▸ **BRIEF**:
Collect every line of the records below that contains the word "yellow". Case counts.

◇ ◇ ◇ ◇

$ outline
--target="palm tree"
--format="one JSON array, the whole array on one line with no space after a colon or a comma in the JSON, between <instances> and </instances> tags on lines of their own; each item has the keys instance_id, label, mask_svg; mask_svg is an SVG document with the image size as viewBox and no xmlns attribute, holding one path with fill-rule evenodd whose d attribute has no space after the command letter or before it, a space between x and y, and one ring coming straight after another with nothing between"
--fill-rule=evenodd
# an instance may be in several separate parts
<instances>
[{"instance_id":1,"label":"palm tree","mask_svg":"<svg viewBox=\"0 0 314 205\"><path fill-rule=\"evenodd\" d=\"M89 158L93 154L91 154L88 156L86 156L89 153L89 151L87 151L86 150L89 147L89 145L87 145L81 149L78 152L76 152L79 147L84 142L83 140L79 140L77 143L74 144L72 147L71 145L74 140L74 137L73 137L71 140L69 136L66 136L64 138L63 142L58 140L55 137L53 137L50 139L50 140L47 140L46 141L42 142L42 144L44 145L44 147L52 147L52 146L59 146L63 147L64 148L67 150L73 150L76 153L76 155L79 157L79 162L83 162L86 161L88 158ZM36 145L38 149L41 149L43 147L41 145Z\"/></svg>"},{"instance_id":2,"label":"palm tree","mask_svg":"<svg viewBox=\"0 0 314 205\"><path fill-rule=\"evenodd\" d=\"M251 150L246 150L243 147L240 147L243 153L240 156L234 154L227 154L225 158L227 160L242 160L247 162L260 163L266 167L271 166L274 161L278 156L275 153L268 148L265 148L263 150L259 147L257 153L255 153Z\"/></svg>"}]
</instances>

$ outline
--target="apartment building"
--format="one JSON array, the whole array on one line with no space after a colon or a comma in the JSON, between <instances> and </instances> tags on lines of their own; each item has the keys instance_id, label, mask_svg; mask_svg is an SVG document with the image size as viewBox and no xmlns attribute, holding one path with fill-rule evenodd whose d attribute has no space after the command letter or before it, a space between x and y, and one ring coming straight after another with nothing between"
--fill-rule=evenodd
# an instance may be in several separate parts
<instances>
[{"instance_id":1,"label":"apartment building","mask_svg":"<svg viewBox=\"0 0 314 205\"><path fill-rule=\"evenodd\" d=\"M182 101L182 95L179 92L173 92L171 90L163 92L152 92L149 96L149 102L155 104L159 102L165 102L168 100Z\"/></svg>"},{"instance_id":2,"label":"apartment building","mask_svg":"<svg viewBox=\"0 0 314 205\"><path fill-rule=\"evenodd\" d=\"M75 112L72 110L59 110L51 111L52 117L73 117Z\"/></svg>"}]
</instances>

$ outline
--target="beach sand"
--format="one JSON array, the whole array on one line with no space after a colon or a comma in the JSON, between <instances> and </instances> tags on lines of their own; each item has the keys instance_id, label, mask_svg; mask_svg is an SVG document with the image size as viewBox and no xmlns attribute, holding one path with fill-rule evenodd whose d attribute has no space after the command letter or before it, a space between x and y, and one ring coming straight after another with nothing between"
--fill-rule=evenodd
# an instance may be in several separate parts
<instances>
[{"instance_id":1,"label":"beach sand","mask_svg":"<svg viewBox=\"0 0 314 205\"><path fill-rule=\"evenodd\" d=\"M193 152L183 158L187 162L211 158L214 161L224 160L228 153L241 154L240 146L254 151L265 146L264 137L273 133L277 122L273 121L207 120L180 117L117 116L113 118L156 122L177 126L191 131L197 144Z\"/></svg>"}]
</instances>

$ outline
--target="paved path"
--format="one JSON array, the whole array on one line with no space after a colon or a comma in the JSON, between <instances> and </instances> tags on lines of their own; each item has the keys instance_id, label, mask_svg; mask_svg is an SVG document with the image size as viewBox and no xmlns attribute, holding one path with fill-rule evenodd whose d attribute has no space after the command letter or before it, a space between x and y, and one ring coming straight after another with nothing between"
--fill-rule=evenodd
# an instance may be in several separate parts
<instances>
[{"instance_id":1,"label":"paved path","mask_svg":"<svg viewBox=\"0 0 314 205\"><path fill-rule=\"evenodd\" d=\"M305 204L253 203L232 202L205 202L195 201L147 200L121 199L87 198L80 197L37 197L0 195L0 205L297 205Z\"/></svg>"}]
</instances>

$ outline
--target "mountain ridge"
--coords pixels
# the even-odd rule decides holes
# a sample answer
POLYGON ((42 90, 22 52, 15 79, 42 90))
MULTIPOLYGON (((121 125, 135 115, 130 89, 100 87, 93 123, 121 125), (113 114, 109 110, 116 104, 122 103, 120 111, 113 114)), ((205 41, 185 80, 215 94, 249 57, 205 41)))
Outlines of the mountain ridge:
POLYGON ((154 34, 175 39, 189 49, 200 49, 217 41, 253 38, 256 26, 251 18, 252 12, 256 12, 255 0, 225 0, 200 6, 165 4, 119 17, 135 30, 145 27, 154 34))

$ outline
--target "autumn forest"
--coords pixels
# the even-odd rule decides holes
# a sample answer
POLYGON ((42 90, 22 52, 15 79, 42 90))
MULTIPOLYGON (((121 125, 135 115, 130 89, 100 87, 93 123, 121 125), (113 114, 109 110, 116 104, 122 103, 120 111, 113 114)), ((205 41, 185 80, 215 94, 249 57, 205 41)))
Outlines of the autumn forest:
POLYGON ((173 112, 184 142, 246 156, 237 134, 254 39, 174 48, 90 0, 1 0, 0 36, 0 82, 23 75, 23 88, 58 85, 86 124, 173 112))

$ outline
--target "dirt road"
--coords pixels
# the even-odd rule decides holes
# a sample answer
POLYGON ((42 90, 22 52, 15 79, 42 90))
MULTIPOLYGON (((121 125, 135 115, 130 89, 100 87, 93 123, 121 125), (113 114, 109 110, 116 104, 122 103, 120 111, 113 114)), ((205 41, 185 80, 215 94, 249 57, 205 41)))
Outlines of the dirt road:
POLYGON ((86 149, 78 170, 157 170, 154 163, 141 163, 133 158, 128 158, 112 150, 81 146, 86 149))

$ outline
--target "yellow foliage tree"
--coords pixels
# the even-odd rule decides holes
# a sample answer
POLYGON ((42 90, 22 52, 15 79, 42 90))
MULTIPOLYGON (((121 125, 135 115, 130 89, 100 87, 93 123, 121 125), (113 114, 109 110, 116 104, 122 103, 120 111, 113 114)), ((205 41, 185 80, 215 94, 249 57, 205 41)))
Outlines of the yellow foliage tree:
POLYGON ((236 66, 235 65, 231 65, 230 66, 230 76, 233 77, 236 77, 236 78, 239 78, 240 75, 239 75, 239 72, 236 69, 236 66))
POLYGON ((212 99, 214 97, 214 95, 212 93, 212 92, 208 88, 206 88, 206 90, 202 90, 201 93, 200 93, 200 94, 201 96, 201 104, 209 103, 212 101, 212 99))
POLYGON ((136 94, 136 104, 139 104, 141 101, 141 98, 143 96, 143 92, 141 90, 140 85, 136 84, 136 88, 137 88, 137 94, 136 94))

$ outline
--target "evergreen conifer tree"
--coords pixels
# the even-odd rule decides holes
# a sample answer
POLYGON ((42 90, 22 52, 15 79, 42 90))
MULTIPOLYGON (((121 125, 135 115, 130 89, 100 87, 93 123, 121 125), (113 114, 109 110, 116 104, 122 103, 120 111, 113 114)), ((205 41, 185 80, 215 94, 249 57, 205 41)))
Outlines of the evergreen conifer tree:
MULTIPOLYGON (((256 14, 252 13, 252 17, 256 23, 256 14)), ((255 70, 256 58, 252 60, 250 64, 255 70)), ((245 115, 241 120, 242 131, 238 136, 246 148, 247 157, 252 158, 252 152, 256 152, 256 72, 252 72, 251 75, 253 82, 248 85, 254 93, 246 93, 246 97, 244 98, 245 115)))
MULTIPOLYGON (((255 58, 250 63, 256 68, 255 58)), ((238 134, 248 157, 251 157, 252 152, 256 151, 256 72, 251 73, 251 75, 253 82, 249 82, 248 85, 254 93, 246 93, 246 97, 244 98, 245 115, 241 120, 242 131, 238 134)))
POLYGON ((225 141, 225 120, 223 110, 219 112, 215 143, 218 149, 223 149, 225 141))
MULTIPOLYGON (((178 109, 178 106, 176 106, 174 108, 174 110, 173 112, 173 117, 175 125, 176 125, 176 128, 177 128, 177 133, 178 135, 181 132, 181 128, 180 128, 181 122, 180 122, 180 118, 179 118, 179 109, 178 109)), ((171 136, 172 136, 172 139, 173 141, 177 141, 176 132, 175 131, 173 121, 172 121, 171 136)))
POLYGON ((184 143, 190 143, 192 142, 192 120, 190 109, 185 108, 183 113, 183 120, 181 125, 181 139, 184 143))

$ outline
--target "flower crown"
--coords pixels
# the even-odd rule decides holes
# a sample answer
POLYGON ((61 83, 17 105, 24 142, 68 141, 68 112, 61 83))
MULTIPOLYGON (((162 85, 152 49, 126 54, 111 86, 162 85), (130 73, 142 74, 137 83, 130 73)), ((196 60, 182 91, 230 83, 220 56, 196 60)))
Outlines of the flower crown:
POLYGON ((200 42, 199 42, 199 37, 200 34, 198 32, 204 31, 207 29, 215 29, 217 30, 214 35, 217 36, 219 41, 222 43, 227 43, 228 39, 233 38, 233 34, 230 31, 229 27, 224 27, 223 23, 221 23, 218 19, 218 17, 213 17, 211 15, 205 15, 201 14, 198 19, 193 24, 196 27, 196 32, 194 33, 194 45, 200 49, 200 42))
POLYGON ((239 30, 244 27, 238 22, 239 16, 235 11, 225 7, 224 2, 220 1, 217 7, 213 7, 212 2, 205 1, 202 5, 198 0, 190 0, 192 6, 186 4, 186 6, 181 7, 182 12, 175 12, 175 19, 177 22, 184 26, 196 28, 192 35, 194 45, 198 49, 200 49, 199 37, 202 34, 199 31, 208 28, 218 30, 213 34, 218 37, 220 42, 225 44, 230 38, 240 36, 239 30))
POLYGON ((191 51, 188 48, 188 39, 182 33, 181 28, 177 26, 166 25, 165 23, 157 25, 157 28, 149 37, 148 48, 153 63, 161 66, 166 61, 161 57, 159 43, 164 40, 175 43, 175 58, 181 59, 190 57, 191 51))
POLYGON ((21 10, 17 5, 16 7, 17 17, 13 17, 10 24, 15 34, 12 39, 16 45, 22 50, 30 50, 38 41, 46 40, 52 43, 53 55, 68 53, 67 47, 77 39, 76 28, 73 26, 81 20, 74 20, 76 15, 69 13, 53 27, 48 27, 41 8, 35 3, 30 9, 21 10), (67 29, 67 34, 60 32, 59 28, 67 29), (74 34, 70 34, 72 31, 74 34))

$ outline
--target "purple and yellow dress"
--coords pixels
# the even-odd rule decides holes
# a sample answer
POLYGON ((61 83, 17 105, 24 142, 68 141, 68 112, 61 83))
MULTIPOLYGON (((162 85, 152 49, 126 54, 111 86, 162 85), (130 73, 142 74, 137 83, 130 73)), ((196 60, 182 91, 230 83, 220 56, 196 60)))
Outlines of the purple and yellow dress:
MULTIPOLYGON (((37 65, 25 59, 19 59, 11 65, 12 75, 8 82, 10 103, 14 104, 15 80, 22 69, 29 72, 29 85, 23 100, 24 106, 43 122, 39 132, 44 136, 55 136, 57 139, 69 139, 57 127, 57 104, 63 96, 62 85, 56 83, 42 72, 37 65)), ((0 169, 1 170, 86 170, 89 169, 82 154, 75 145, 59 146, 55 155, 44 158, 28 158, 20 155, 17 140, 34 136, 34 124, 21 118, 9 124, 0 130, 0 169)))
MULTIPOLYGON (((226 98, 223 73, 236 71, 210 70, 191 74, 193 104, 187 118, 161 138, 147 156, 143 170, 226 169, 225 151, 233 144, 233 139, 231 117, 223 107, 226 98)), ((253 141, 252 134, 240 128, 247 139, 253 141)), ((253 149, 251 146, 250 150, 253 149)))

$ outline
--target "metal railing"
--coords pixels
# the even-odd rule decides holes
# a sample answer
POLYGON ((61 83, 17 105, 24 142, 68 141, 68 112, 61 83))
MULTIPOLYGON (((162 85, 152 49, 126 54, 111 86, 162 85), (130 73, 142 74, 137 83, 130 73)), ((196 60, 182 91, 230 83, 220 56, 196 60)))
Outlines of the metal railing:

◇ ◇ ◇ ◇

▸ **WORKED SOLUTION**:
--target "yellow foliage tree"
Outlines of the yellow foliage tree:
--target "purple and yellow dress"
Outlines of the purple and yellow dress:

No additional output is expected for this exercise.